## Available data
**********

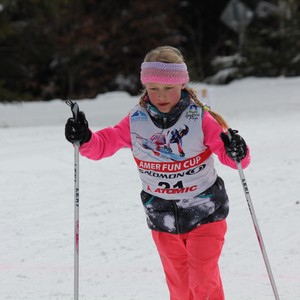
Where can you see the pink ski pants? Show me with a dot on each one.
(190, 261)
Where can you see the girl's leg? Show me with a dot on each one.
(204, 245)
(173, 255)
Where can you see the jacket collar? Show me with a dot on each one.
(166, 120)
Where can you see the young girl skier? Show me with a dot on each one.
(172, 136)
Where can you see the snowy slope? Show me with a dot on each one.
(118, 259)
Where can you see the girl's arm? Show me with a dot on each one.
(212, 130)
(107, 141)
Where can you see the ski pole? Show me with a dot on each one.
(75, 109)
(256, 226)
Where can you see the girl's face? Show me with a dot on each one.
(164, 96)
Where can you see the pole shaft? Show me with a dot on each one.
(76, 221)
(257, 229)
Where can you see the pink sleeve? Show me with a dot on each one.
(212, 130)
(106, 142)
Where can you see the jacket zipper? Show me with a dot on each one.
(176, 216)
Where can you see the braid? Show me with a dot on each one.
(221, 121)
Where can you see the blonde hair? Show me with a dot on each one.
(168, 54)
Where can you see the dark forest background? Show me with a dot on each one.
(80, 48)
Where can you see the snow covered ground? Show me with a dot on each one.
(118, 259)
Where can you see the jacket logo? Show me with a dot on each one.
(193, 112)
(139, 116)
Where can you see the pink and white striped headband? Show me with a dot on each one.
(165, 73)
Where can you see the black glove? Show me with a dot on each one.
(235, 146)
(78, 131)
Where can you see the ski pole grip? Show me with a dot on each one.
(74, 108)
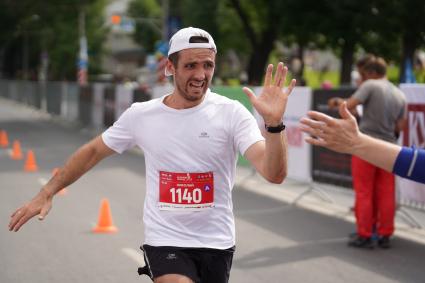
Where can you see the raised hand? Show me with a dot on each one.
(271, 103)
(40, 205)
(340, 135)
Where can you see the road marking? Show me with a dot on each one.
(134, 255)
(42, 181)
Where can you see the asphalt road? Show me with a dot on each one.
(276, 242)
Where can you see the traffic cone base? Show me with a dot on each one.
(30, 163)
(105, 224)
(4, 141)
(16, 151)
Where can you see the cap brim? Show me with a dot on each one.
(166, 72)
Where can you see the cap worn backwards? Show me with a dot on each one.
(186, 38)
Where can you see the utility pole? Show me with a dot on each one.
(83, 56)
(165, 12)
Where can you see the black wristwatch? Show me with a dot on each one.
(277, 129)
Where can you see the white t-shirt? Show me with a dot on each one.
(205, 138)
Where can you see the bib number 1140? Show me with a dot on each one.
(180, 195)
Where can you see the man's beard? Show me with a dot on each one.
(184, 92)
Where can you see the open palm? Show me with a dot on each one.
(271, 103)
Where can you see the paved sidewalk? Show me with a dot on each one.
(327, 199)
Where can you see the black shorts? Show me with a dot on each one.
(199, 264)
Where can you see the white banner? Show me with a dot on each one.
(414, 136)
(299, 152)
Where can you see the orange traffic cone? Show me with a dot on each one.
(105, 224)
(30, 163)
(4, 141)
(16, 151)
(64, 191)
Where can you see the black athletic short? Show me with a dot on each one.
(199, 264)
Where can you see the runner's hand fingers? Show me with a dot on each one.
(268, 78)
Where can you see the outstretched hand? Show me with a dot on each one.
(340, 135)
(40, 205)
(271, 103)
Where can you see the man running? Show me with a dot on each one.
(190, 139)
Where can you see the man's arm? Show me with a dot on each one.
(343, 135)
(79, 163)
(270, 157)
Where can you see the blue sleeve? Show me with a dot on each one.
(410, 164)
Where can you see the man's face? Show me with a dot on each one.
(194, 71)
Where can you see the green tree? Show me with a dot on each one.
(148, 15)
(51, 27)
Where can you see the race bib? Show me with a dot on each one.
(186, 191)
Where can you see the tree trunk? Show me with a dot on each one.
(347, 62)
(259, 57)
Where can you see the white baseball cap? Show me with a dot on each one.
(183, 39)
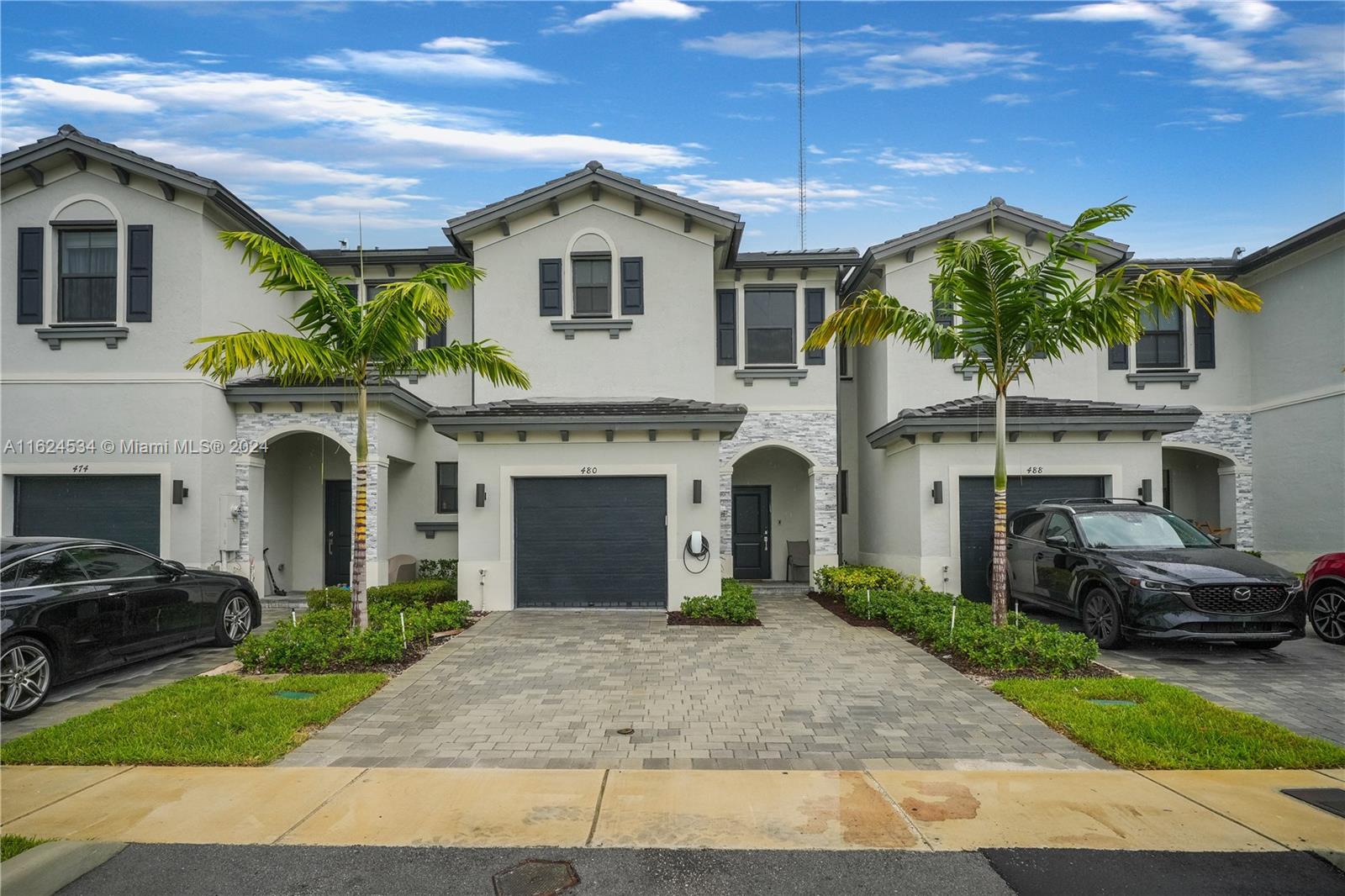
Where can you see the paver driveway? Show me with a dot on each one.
(533, 689)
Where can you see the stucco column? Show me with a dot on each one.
(251, 483)
(824, 515)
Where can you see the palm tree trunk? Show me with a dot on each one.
(358, 600)
(1000, 552)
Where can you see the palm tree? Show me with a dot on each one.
(340, 340)
(1013, 311)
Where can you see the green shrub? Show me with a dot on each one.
(322, 640)
(403, 593)
(837, 582)
(1022, 645)
(733, 604)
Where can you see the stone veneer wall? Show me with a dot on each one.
(342, 427)
(810, 430)
(1231, 434)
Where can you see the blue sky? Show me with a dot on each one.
(1221, 121)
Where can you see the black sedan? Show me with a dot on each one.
(1127, 568)
(71, 607)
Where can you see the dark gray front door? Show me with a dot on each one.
(977, 514)
(336, 537)
(591, 541)
(752, 532)
(120, 509)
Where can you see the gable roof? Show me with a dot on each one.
(1028, 414)
(71, 141)
(592, 174)
(1110, 252)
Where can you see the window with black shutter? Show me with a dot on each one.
(1204, 326)
(725, 327)
(30, 275)
(87, 276)
(446, 501)
(632, 286)
(814, 311)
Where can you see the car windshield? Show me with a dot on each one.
(1140, 529)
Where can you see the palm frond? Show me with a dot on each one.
(291, 360)
(484, 358)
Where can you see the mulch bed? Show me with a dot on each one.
(676, 618)
(961, 663)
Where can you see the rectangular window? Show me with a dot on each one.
(1161, 346)
(592, 287)
(446, 501)
(87, 276)
(770, 318)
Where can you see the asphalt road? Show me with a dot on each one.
(372, 871)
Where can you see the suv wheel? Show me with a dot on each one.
(1327, 609)
(1102, 619)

**********

## Required work
Strip out the pictures and quote the remaining data word for word.

## Result for this task
Where can you see the pink ski pants? Show me with a dot on each one.
(190, 261)
Where can you see the girl's leg? Show me with a dot on each one.
(204, 245)
(173, 255)
Where can you see the jacket collar? Show me with a dot on each one.
(166, 120)
Where can you see the young girl skier? Show me with a dot on each one.
(172, 136)
Where can you see the snowy slope? Show me with a dot on each one.
(118, 259)
Where can you see the girl's arm? Show me with a dot on each one.
(212, 130)
(107, 141)
Where can you see the ski pole? Show me with a dot on each one.
(75, 109)
(256, 226)
Where can you see the girl's face? Show me with a dot on each one.
(164, 96)
Where can you see the pole shaft? Show me with a dot on each one.
(76, 221)
(257, 229)
Where can you see the pink sleeve? Show me with a dot on each one.
(212, 130)
(106, 142)
Where can you see the jacket zipper? Show me with a dot on each one.
(176, 216)
Where can you see the braid? Show me with a dot on each one.
(221, 121)
Where can you see the blonde hair? Show me with a dot on each one.
(168, 54)
Where can you see the dark forest background? Show me with a dot on each one.
(80, 48)
Where can you see the snow covered ground? Show me with a dot on each one.
(118, 259)
Where can you see the jacket logo? Show me with a dot on each one.
(193, 112)
(139, 116)
Where can you see the pink and white striped headband? Show me with a dot on each one.
(165, 73)
Where can you see the black glove? Show me with a dot on each one.
(235, 146)
(78, 131)
Where can you see the ski pole grip? Show me with a dot on each one.
(74, 108)
Where can you see the raised hand? Show me with a dot on each one.
(271, 103)
(40, 205)
(340, 135)
Where can you see the road marking? Show me with a dot on each one.
(134, 255)
(42, 181)
Where can you see the asphalt road? Show me with a dot on each one.
(276, 242)
Where can you see the traffic cone base? Show me with a dot on each one.
(30, 163)
(105, 224)
(4, 141)
(16, 151)
Where can you see the cap brim? Show me with a dot on each one.
(166, 72)
Where can you see the cap worn backwards? Show me with a dot on each one.
(186, 38)
Where can you see the utility pole? Show me with a dot on each one.
(83, 56)
(165, 12)
Where can you see the black wristwatch? Show me with a dot on each one.
(277, 129)
Where can you see the white t-shirt? Show me with a dot on each one.
(205, 138)
Where can you see the bib number 1140? Show me with a dot on each one.
(180, 195)
Where can you see the man's beard? Show me with a dot on each one.
(184, 92)
Where can you see the open palm? Show me with a dot on each one.
(271, 103)
Where can you see the paved sidewalk? Show me with a dot on each one.
(327, 199)
Where can you see the black shorts? Show me with a dot on each one.
(199, 264)
Where can you see the white banner? Show me with a dot on each one.
(414, 136)
(299, 152)
Where can you see the orange traffic cone? Show me with a dot on each one.
(105, 224)
(30, 163)
(4, 141)
(16, 151)
(64, 191)
Where can you see the black athletic short? Show me with a dot on each one.
(199, 264)
Where can you see the runner's hand fingers? Show me with a dot on each one.
(268, 78)
Where can you see the outstretched hand? Show me with a dot on each one.
(340, 135)
(40, 205)
(271, 103)
Where can you see the man running? Show me with a dot on each one.
(190, 139)
Where can you see the man's arm? Show me with a dot on each one.
(343, 135)
(79, 163)
(270, 157)
Where can you see the blue sleeve? Show me with a dot on each one.
(410, 164)
Where can you see the man's face? Show me with a dot on each one.
(194, 71)
Where can you see the green tree? Show me with a dot on each one.
(148, 15)
(51, 27)
Where can you see the race bib? Show me with a dot on each one.
(186, 191)
Where can you see the tree trunk? Show me with a dot on each one.
(347, 62)
(259, 57)
Where can you see the white baseball cap? Show me with a dot on each one.
(183, 39)
Where can you see the paver driveway? Show me with a dot on each one.
(533, 689)
Where can you see the stucco column? Show me with a dot on each one.
(251, 483)
(824, 515)
Where can you see the palm tree trunk? Show me with a dot on each one.
(358, 600)
(1000, 552)
Where can you see the palm tree? Show me with a dot on each one.
(340, 340)
(1013, 311)
Where can you see the green shrub? Show me with a dot on each one.
(322, 640)
(403, 593)
(837, 582)
(1022, 645)
(733, 604)
Where can you see the stone veneer wall? Show me with a dot on each one.
(342, 427)
(810, 430)
(1231, 434)
Where can you see the blue sky? Show me with a dot on each one.
(1221, 121)
Where can you see the black sedan? Show me with a dot on each one.
(1127, 568)
(71, 607)
Where can you see the dark gray front door? Show me with a dot on each one.
(977, 514)
(336, 537)
(591, 541)
(752, 532)
(120, 509)
Where can you see the gable roof? Show me with a dot on each one.
(1028, 414)
(71, 141)
(592, 174)
(1110, 252)
Where can you see the window with black shutter? Show me with a dot on each one.
(1204, 326)
(725, 327)
(30, 275)
(87, 276)
(446, 501)
(632, 286)
(814, 311)
Where can you see the car windshield? Show me with a dot on each one.
(1140, 529)
Where can you see the palm frond? Show me with a dot on each one.
(291, 360)
(484, 358)
Where can you see the mulch bed? Show me with a dot on each one.
(676, 618)
(961, 663)
Where can you see the rectangular window? Show me with a dot on each one.
(1161, 346)
(592, 287)
(446, 501)
(87, 276)
(770, 318)
Where can you see the asphalt road? Show me with a dot on each one.
(372, 871)
Where can you see the suv wheel? Show me with a dot on each one.
(1327, 609)
(1102, 619)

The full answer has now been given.